§ WHAT TO DO:
Reproduce each line of the material exactly, minus any picture.

§ PROVIDED RECORDS:
* begin *

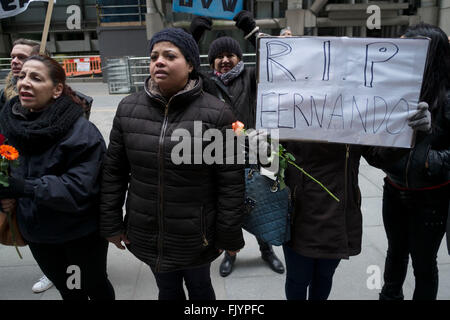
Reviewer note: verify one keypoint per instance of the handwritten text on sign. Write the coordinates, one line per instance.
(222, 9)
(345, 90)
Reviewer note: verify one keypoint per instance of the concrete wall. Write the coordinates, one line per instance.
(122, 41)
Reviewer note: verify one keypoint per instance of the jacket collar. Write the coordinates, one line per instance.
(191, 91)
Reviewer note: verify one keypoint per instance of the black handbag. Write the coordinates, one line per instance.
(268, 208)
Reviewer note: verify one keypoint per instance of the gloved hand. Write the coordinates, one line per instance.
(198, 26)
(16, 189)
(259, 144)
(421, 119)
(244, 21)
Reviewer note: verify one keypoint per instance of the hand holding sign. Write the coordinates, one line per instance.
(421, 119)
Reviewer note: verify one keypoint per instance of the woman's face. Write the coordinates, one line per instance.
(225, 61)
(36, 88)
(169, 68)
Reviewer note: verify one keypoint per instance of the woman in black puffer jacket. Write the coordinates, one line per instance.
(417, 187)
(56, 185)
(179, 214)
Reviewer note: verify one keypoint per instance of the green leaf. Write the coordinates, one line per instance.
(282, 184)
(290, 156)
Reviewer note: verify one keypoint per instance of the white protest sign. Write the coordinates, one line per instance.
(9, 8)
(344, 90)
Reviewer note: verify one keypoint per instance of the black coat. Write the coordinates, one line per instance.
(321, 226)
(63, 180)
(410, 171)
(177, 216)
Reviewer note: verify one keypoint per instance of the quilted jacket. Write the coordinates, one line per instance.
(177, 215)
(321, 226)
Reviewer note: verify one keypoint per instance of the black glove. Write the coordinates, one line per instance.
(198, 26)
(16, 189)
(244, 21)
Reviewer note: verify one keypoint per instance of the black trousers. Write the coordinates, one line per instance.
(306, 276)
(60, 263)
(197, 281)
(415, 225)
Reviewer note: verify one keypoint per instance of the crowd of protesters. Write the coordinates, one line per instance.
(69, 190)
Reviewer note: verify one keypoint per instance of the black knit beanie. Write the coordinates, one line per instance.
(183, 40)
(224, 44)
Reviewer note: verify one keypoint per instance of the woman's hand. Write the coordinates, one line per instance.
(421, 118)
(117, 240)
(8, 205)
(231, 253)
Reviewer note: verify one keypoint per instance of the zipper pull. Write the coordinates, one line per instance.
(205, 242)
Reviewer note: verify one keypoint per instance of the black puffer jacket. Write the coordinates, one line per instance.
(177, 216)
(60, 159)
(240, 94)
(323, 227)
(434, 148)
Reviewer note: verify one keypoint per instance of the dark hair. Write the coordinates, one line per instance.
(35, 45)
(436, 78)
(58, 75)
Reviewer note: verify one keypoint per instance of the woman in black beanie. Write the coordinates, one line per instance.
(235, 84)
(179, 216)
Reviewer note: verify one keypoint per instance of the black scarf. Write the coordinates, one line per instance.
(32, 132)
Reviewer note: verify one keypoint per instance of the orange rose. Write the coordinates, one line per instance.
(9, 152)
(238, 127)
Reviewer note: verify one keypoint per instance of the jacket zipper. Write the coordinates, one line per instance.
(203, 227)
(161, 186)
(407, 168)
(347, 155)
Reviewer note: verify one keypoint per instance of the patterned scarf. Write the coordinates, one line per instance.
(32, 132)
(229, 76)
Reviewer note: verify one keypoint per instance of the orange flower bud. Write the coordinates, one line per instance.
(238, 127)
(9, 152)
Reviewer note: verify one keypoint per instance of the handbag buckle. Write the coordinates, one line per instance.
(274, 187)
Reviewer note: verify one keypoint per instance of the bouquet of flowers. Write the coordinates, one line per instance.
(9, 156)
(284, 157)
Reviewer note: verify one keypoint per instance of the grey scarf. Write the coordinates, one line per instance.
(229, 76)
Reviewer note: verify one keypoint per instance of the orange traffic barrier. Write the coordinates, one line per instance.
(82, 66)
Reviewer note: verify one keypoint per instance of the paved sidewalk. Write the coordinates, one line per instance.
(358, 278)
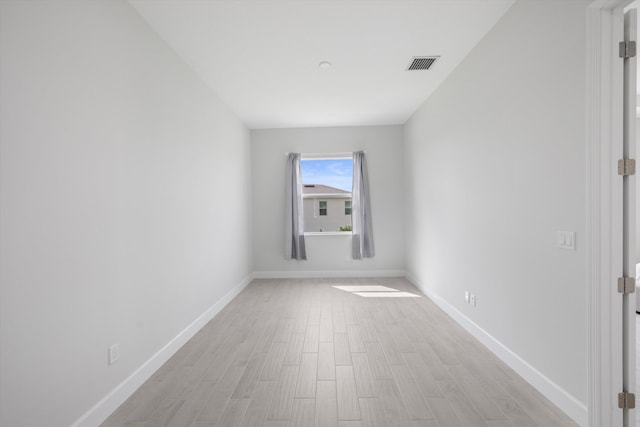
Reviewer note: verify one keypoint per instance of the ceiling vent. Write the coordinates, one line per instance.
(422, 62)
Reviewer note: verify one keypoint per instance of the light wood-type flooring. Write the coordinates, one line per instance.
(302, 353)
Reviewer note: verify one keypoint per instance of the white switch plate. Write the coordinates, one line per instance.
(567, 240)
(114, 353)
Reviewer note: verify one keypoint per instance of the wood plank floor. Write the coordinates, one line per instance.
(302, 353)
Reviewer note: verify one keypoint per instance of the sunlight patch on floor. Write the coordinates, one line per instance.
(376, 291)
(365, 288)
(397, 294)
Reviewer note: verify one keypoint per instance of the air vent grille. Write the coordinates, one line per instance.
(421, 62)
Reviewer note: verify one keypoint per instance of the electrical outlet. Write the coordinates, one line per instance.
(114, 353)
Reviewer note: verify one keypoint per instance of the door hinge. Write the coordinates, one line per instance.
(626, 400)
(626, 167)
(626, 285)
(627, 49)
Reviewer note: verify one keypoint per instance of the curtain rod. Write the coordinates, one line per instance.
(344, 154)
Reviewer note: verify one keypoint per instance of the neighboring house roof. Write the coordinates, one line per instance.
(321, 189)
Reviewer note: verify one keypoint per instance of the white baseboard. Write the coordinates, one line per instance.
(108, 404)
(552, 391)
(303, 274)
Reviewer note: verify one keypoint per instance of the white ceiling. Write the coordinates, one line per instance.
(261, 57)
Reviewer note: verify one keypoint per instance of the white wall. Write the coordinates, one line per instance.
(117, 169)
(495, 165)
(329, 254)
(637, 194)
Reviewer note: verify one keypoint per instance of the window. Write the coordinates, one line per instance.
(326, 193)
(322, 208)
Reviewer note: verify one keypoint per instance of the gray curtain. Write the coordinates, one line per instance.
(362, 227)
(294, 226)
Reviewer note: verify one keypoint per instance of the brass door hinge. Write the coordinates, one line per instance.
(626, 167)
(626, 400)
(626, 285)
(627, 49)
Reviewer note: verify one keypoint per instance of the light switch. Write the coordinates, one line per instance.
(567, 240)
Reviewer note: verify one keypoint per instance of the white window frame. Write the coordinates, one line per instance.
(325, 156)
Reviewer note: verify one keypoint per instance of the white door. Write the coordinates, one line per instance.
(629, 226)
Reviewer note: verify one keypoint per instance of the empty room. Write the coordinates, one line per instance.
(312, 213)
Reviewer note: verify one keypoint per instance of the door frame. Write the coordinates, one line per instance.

* end *

§ COMPLETED EXERCISE:
Reviewer note: verify one keypoint per instance of the handwritten text on sign. Write the coordinates, one line per instance.
(222, 9)
(345, 90)
Reviewer note: verify one keypoint per instance of the concrete wall. Write the coordinates, one line per instance.
(122, 41)
Reviewer note: verify one keypoint per instance of the jacket collar. Write the coordinates, one line per instance.
(191, 91)
Reviewer note: verify one keypoint per instance of the black handbag. Write the coordinates, one line per instance.
(268, 208)
Reviewer note: verify one keypoint per instance of the gloved hand. Write the coordinates, one line per instance.
(198, 26)
(16, 189)
(259, 144)
(421, 119)
(244, 21)
Reviewer note: verify one keypoint per instance of the hand holding sign. Write the coordinates, one line per instance.
(421, 119)
Reviewer note: verify one keypoint per instance of the woman's face. Write the coordinates, one line per instance.
(225, 61)
(36, 88)
(169, 68)
Reviewer note: verify one keypoint per instance of the woman in black puffer jacket. Write the coordinates, one line per instance.
(417, 187)
(56, 185)
(179, 214)
Reviewer note: verify one keypoint per instance of the green leaf. Write the coordinates, one line per instance.
(282, 184)
(290, 156)
Reviewer note: verify one keypoint per instance of the white protest sign. Write the coordinates, one line per instance.
(9, 8)
(344, 90)
Reviewer note: verify one keypoint per instance of the black coat. Write the coordinates, one line per instance.
(321, 226)
(63, 180)
(410, 171)
(177, 216)
Reviewer note: verify one keypoint per instance of the quilted jacket. Write the coordinates, one line per instance.
(177, 215)
(321, 226)
Reviewer note: verify one keypoint per instance of the black glove. Write the coordinates, one line per instance.
(198, 26)
(16, 189)
(244, 21)
Reviewer note: verify one keypoint per instance of the black trousers. Write the coordinates, one line per instance.
(306, 276)
(60, 263)
(197, 281)
(415, 225)
Reviewer note: verify one keypoint per instance of the crowd of protesters. Write the coordinates, one line per instance.
(69, 190)
Reviewer note: verify one keypoint per instance of the black knit beanie. Write the coordinates, one line per instance.
(183, 40)
(224, 44)
Reviewer note: verify one keypoint per instance of the woman's hand. Write the coordinates, one line per instance.
(421, 118)
(117, 240)
(8, 205)
(231, 253)
Reviewer note: verify one keypoint per instance of the zipper pull. Write the coordinates, one line per instance.
(205, 242)
Reviewer note: verify one keypoint per instance of the black puffer jacket. Write the coordinates, one line per instance.
(177, 216)
(60, 159)
(240, 94)
(323, 227)
(434, 148)
Reviewer note: verify one keypoint per instance of the dark hair. Write the coordinates, one line per instance.
(35, 45)
(436, 78)
(58, 75)
Reviewer note: verify one keypoint per instance of the woman in black beanie. Write the coordinates, one line per instance.
(235, 84)
(179, 216)
Reviewer note: verify one keypoint per instance of the black scarf. Write the coordinates, one line per instance.
(32, 132)
Reviewer note: verify one keypoint per instance of the orange rose. Write the coordinates, one line per instance.
(9, 152)
(238, 127)
Reviewer note: verify one keypoint per instance of the jacket zipper. Write the coordinates, one line per instance.
(203, 227)
(161, 186)
(407, 168)
(347, 155)
Reviewer note: verify one keypoint per instance of the patterned scarf. Write the coordinates, one line per instance.
(32, 132)
(229, 76)
Reviewer note: verify one keypoint per instance of the orange flower bud. Write the coordinates, one line per instance.
(238, 127)
(9, 152)
Reviewer note: verify one keypoint per instance of the handbag buckle. Write the coordinates, one line per instance.
(274, 187)
Reviewer note: verify one keypoint per instance of the bouquet of flowers. Write the coordinates, one line per instance.
(9, 156)
(284, 157)
Reviewer note: verify one keypoint per instance of the grey scarf. Write the coordinates, one line per instance.
(229, 76)
Reviewer note: verify one keypoint per instance of the orange traffic barrier. Write the coordinates, one line per instance.
(82, 66)
Reviewer note: verify one keypoint per instance of the paved sidewalk. Write the coordinates, one line per instance.
(358, 278)
Reviewer note: verify one keypoint per instance of the ceiling vent. Write the coordinates, one line per instance.
(422, 62)
Reviewer note: verify one keypoint per instance of the light wood-type flooring. Write the coordinates, one line per instance.
(302, 353)
Reviewer note: verify one keypoint per instance of the white switch plate. Write the coordinates, one line per instance.
(567, 240)
(114, 353)
Reviewer note: verify one keypoint per instance of the wood plank floor. Write the coordinates, one line per instance.
(302, 353)
Reviewer note: verify one keypoint per instance of the sunlight patch on floor. Write the coordinates, one line per instance.
(376, 291)
(365, 288)
(397, 294)
Reviewer note: verify one keypoint per instance of the air vent grille. Write the coordinates, one line per instance.
(421, 62)
Reviewer note: verify one keypoint per instance of the electrical outlet. Write the coordinates, one line per instance.
(114, 353)
Reviewer note: verify one keypoint per instance of the door hinge. Write the coordinates, one line per instance.
(626, 400)
(626, 167)
(626, 285)
(627, 49)
Reviewer note: verify one keypoint per instance of the curtain rod. Write the coordinates, one line per instance.
(344, 154)
Reviewer note: verify one keypoint per instance of the neighboring house roof. Write the coordinates, one line per instance.
(321, 189)
Reviewer note: verify one keypoint per instance of the white baseboard. Write the coordinates, one line per instance.
(108, 404)
(552, 391)
(303, 274)
Reviewer note: verify one keypoint per instance of the white ceiling. Write the coordinates, one line per instance.
(261, 57)
Reviewer note: verify one keypoint per instance of the white wall. Write the coordinates, one line per instance.
(117, 169)
(495, 165)
(329, 254)
(637, 194)
Reviewer note: verify one keypoint per instance of the window. Write the coordinates, one line per instance.
(326, 193)
(322, 208)
Reviewer note: verify one keypoint per instance of the gray curtain. Write the coordinates, one line per instance.
(362, 227)
(294, 226)
Reviewer note: verify one keypoint per instance of the brass door hinge. Write the coordinates, one line per instance.
(626, 167)
(626, 400)
(626, 285)
(627, 49)
Reviewer note: verify one keypoint per instance of the light switch. Write the coordinates, one line per instance.
(567, 240)
Reviewer note: verify one keypoint per instance of the white window frame. Write the coordinates, one line per instance.
(325, 156)
Reviewer note: verify one keypoint per instance of the white door. Write the coordinates, one line per instance.
(629, 226)
Reviewer note: verify one keypoint per instance of the empty room. Write the coordinates, one line per instance.
(312, 213)
Reviewer note: verify one keypoint per instance of the door frame. Write the coordinates, one line per instance.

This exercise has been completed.